# [Prompt]
In the data, find the word "green" and copy out every line that has it.

# [Excerpted data]
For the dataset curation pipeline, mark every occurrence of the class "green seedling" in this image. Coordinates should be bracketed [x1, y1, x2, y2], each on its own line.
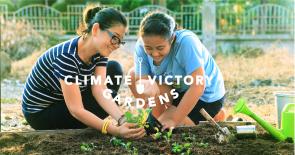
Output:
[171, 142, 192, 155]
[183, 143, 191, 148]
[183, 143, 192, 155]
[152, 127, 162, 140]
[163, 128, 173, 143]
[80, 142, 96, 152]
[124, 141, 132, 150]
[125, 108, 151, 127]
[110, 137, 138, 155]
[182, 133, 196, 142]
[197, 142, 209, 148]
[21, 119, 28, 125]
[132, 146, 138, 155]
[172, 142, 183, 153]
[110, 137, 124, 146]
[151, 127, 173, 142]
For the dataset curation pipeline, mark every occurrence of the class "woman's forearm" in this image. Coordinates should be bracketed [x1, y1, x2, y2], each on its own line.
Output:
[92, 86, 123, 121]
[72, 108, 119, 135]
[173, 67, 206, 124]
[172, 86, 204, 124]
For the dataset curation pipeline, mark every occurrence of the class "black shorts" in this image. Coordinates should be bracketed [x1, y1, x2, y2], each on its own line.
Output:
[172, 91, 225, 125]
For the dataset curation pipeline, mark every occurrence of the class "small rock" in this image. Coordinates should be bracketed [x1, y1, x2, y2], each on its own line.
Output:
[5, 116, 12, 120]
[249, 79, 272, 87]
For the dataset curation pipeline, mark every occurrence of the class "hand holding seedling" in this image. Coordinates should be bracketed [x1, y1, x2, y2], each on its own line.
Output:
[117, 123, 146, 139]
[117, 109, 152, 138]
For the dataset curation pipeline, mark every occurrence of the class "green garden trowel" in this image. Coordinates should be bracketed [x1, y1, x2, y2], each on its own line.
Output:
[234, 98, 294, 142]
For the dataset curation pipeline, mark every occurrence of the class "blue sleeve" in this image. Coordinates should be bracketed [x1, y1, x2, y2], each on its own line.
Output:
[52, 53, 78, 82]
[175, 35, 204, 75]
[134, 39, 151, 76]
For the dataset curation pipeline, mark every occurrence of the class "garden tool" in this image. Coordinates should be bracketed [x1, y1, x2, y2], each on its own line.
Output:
---
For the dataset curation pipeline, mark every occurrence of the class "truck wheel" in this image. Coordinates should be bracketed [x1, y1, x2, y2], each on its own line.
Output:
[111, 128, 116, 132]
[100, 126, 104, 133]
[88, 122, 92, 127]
* * *
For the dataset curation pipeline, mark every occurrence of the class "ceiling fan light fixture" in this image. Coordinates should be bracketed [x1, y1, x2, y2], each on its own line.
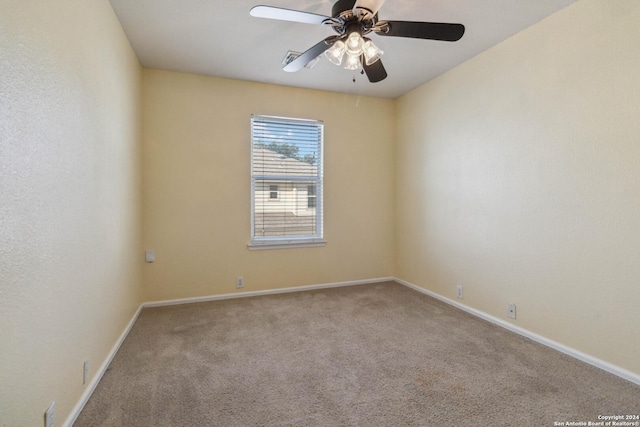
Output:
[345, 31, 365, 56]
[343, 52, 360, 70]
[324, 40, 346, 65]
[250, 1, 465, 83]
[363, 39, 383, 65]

# [Solution for this problem]
For the dataset curation pipeline, mark every occurrence of the class "green seedling" in this image. Coordinates should be bracketed [x1, y1, x2, y2], each on its own line.
For the dataset curation pipeline, mark every occurrence of the class "green garden trowel" in this image. Coordinates should be bracketed [x1, y1, x2, y2], each on its own line.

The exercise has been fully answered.